[Start Dataset extract]

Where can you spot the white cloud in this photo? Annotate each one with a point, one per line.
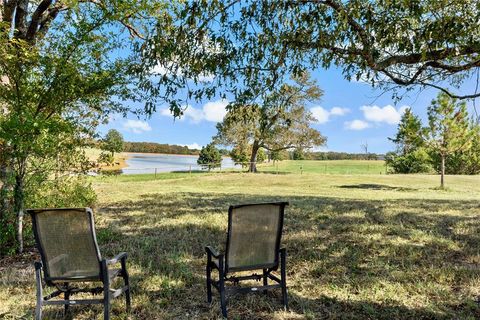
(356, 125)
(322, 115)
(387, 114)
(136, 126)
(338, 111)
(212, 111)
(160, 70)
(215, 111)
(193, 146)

[End Dataset extract]
[Start Dataset extract]

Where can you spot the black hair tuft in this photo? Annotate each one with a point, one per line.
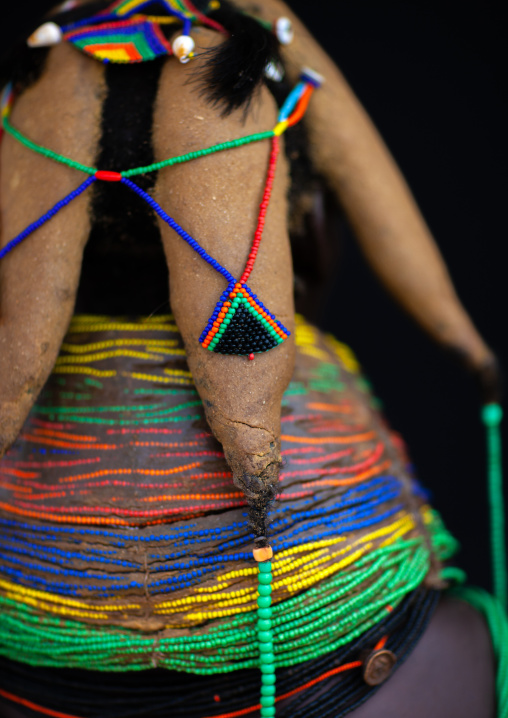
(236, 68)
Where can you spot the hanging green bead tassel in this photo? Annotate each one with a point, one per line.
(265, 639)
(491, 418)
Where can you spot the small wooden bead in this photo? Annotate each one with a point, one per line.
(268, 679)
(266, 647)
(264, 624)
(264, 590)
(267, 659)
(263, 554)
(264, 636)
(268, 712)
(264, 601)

[End Dataset extract]
[Start Dataset extract]

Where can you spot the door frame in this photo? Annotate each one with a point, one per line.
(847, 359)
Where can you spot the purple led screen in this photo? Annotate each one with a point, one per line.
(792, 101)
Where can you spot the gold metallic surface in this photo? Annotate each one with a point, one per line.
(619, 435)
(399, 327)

[End Dataset extract]

Count the lines in the material above that contain the string "point", matching case exactly. Reply with the number only.

7